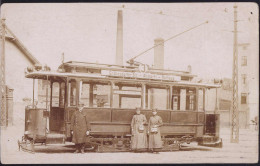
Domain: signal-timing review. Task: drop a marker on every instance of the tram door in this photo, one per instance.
(57, 107)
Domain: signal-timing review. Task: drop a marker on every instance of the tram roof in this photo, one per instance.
(54, 74)
(100, 66)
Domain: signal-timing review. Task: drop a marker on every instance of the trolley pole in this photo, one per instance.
(2, 77)
(234, 109)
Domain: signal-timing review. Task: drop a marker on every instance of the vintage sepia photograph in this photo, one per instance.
(124, 83)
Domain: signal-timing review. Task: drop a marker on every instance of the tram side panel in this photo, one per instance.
(116, 122)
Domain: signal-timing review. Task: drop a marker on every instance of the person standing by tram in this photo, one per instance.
(155, 141)
(80, 128)
(139, 137)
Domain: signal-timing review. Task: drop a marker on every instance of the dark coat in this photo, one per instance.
(79, 125)
(155, 140)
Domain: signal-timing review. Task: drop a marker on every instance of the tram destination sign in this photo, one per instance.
(139, 75)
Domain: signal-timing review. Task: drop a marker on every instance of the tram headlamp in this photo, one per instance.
(29, 69)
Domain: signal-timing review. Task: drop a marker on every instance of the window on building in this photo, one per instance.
(244, 61)
(244, 78)
(243, 98)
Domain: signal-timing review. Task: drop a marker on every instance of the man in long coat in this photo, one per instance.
(155, 141)
(139, 137)
(80, 128)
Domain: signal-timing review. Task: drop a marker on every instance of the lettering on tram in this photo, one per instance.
(112, 95)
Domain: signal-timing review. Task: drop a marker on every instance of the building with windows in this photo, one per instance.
(247, 85)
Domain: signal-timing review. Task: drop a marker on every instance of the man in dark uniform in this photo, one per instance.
(80, 128)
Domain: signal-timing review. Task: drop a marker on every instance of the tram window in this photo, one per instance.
(176, 99)
(101, 95)
(127, 97)
(62, 94)
(200, 100)
(182, 99)
(72, 93)
(190, 99)
(55, 94)
(84, 94)
(157, 98)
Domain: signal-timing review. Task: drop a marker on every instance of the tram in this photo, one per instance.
(111, 93)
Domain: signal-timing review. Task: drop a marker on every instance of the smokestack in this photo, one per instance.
(159, 53)
(119, 39)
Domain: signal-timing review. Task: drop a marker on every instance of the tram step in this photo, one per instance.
(55, 138)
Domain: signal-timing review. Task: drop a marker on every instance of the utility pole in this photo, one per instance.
(234, 109)
(2, 77)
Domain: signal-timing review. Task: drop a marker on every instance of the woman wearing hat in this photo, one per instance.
(155, 142)
(139, 137)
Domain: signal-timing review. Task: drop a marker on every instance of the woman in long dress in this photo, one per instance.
(155, 141)
(139, 136)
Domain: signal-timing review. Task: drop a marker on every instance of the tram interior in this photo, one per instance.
(97, 94)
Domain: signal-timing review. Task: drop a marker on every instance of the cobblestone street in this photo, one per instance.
(246, 151)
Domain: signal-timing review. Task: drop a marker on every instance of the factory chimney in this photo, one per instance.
(119, 39)
(159, 53)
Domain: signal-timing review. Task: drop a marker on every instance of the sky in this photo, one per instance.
(87, 32)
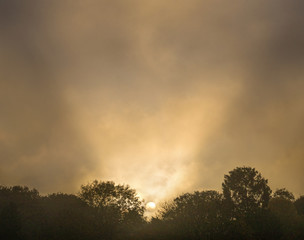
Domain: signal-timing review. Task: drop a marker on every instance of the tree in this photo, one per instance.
(299, 204)
(284, 194)
(245, 190)
(194, 215)
(119, 202)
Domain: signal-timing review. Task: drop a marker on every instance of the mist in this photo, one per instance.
(164, 96)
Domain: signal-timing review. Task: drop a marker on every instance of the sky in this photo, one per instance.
(166, 96)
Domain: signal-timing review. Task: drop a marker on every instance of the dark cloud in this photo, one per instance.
(164, 95)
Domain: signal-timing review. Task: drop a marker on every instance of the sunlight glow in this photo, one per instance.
(151, 206)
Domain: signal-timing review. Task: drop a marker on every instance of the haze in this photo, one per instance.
(166, 96)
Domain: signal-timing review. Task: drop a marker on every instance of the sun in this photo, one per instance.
(150, 206)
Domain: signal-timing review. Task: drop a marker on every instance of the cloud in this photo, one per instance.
(166, 96)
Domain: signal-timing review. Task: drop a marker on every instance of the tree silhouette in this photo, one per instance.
(245, 190)
(284, 194)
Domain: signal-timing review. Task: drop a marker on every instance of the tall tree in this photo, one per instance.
(245, 190)
(119, 202)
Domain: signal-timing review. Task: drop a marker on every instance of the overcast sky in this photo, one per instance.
(167, 96)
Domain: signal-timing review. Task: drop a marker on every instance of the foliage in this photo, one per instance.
(119, 201)
(103, 210)
(245, 191)
(284, 194)
(299, 204)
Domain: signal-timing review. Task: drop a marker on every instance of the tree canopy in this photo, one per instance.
(246, 190)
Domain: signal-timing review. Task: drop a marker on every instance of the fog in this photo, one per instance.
(166, 96)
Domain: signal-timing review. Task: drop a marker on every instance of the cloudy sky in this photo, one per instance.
(166, 96)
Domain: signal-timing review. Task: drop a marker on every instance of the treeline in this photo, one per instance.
(245, 209)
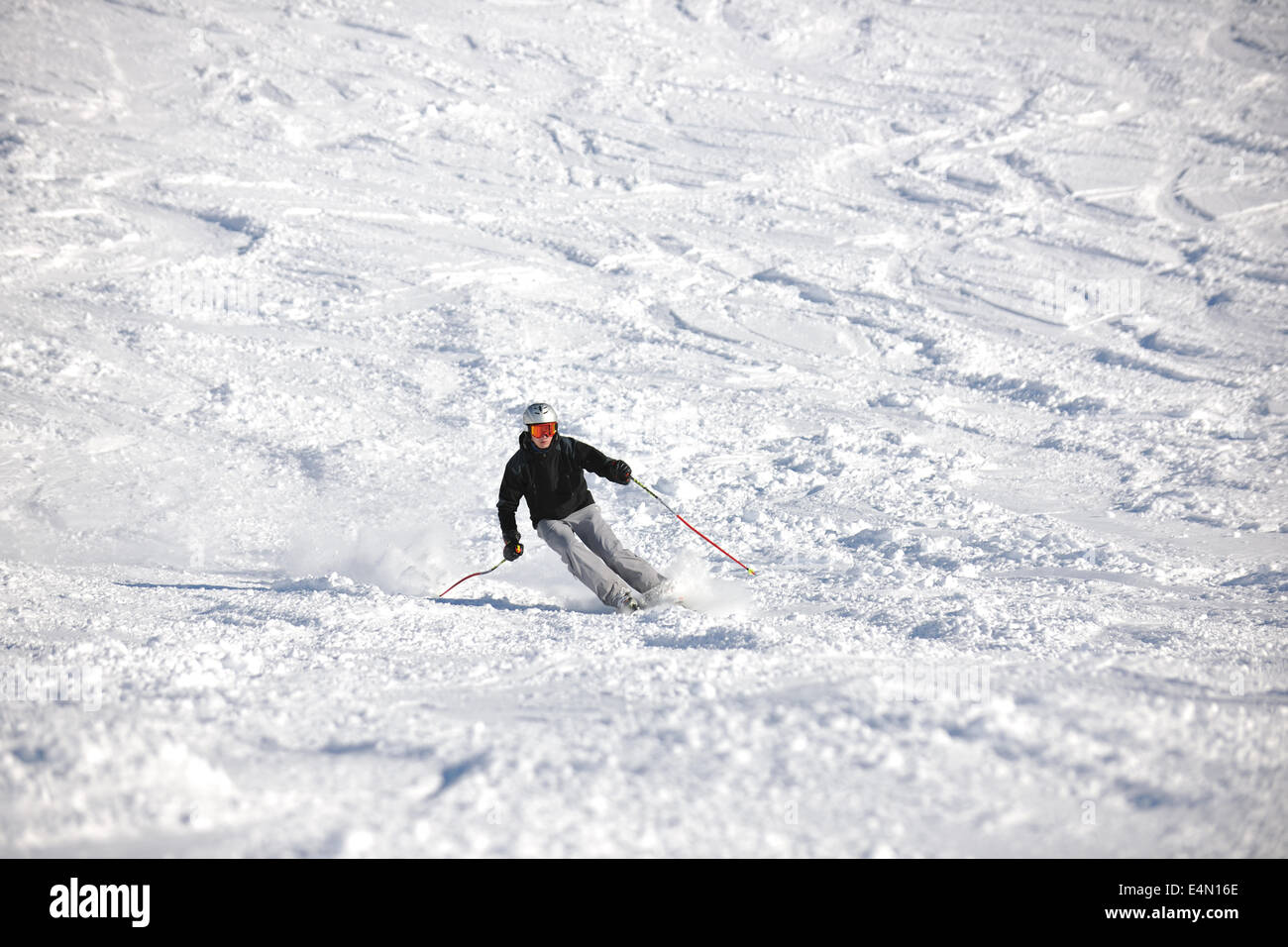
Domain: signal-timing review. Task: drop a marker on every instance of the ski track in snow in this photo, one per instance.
(964, 326)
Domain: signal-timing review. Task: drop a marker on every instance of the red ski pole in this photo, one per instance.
(477, 574)
(687, 523)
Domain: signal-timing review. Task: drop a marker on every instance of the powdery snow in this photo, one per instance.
(962, 325)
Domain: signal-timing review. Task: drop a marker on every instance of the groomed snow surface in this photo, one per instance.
(962, 324)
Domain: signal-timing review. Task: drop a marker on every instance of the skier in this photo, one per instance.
(546, 471)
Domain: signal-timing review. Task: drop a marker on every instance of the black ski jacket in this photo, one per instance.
(552, 480)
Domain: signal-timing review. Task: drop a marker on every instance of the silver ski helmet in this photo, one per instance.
(540, 412)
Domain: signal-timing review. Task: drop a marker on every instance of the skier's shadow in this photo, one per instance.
(513, 605)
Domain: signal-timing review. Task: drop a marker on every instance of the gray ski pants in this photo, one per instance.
(599, 560)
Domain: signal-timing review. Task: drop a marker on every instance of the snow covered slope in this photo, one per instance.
(962, 324)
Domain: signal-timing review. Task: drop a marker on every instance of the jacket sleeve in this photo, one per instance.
(507, 502)
(591, 459)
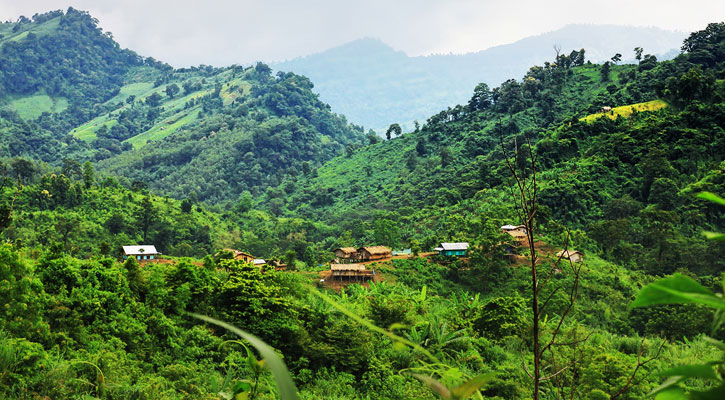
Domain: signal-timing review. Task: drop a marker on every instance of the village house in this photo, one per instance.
(571, 255)
(345, 253)
(518, 232)
(259, 262)
(453, 249)
(141, 253)
(372, 253)
(351, 272)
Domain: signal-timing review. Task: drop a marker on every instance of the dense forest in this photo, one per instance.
(203, 159)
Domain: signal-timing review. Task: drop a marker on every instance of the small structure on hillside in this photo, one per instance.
(372, 253)
(571, 255)
(145, 252)
(458, 249)
(351, 272)
(513, 228)
(518, 232)
(345, 253)
(239, 255)
(259, 262)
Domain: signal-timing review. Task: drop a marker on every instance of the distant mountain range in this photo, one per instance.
(375, 85)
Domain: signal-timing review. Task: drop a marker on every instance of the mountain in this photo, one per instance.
(70, 91)
(662, 141)
(374, 85)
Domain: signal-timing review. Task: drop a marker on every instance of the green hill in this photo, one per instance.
(69, 91)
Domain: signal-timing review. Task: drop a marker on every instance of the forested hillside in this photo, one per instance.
(374, 85)
(69, 91)
(615, 178)
(619, 154)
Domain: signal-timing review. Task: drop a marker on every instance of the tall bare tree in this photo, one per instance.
(523, 167)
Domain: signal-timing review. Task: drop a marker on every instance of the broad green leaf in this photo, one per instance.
(712, 197)
(435, 386)
(673, 393)
(704, 371)
(285, 386)
(668, 388)
(714, 236)
(677, 289)
(720, 345)
(716, 393)
(467, 389)
(240, 387)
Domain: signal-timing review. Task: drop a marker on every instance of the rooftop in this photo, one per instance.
(142, 249)
(455, 246)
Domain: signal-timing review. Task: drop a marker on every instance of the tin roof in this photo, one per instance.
(140, 250)
(455, 246)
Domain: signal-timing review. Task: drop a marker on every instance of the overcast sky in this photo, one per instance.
(221, 32)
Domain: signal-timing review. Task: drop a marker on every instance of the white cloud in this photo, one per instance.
(219, 32)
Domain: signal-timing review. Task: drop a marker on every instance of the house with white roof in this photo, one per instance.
(140, 253)
(453, 249)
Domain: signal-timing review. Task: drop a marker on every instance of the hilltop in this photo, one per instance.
(70, 91)
(374, 85)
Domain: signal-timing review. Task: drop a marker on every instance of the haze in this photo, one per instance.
(219, 33)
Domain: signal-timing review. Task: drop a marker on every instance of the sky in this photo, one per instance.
(223, 32)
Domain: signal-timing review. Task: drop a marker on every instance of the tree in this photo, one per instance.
(153, 100)
(446, 156)
(24, 169)
(290, 257)
(606, 67)
(186, 206)
(146, 216)
(393, 129)
(481, 98)
(88, 175)
(525, 194)
(172, 90)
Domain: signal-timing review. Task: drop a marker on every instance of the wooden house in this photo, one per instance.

-.-.-

● **Directions for this task**
Copy out exactly the lines running from the line with "hilltop in this photo, one per instance." to the end of the records, inclusive.

● **Answer to the exercise**
Domain: signal-timing review. Task: drop a marker on every instance of the hilltop in this photo, one per instance.
(70, 91)
(374, 85)
Domain: signal-timing review. Task: drop a marker on every instance of the haze in this photo, one per instance.
(219, 33)
Domain: signal-timing review. Task: drop a marker on every instance of the sky in this photo, one per instance.
(223, 32)
Domain: signal-timing review. Task: drop a marker on every instance of the tree in this photo, one per instance.
(153, 100)
(446, 156)
(24, 169)
(290, 257)
(606, 67)
(186, 206)
(146, 216)
(393, 129)
(481, 98)
(88, 175)
(525, 194)
(172, 90)
Domain: signal-timing review. Task: drop a marker on every instance of the wooden house in this photo, one per instance.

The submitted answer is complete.